# EXERCISE PASSAGE:
################

According to new international research published in New England Journal of Medicine, just less than one per cent of the population is naturally protected against developing chronic coronary artery diseases. .
Researchers from Iceland's deCode Genetics headed the project, which involved 292.000 participants of European origin, of which approx. 10,000 were from Denmark. Applying advanced gene sequencing techniques, the researchers located an area - a deletion - in the human genome, which lacked twelve DNA building blocks in 0.8 per cent of the participants.
Subsequent cell experiments revealed that due to the deletion, the serried gene - ASGR1 - is unable to establish the normal structure and function of the protein called the asialoglycoprotein receptor. The receptor protein binds certain sugars and surprisingly, it now turns out that the receptor plays an important role in our cholesterol metabolism and potentially related to vascular inflammation, and in whether or not we develop arteriosclerosis in coronary arteries.
"What's spectacular about the discovery is the fact that individuals with this rare and particular mutation have a lower level of cholesterol in their blood and their risk of developing arteriosclerosis is 34 per cent less. In other words, just under one per cent of the European population is fortunate to have been born with a mutation that decreases their cholesterol levels and thus to a certain extent protects them from developing coronary atherosclerosis," says the author.

################

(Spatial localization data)
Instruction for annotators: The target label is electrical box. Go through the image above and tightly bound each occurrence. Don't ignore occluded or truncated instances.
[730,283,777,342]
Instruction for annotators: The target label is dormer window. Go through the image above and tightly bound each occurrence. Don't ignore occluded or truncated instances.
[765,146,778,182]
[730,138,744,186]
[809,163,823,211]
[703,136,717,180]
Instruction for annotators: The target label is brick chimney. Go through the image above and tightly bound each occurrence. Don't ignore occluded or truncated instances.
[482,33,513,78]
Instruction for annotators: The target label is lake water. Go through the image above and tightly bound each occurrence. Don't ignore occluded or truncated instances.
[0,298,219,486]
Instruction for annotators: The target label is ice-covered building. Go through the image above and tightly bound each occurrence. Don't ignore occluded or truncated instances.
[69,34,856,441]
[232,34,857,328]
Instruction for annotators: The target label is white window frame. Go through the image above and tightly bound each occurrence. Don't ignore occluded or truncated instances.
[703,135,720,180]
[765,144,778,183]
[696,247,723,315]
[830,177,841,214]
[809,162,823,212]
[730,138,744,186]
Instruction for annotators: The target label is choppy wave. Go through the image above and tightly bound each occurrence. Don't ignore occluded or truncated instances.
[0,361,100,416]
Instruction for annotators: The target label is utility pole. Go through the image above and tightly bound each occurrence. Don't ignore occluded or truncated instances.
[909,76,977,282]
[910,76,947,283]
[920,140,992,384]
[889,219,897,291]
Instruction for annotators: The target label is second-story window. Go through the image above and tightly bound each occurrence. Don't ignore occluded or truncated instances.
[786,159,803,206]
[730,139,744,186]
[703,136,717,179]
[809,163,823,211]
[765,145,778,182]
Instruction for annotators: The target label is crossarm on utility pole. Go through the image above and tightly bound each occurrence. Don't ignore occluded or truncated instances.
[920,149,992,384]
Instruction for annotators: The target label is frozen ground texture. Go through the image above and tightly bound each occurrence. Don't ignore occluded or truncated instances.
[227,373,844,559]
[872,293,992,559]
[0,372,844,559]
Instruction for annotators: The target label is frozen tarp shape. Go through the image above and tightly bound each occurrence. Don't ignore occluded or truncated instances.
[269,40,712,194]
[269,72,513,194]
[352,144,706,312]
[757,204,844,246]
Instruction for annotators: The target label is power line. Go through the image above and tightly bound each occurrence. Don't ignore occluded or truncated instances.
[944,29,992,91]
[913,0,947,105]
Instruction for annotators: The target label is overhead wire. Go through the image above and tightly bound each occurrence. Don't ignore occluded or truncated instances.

################

# TASK DESCRIPTION:
In the passage about the coronary artery disease research, how much lower is the risk of developing arteriosclerosis for people with the mutation? The records have nothing to do with the text.

# EXERCISE SOLUTION:
Their risk is 34 percent lower.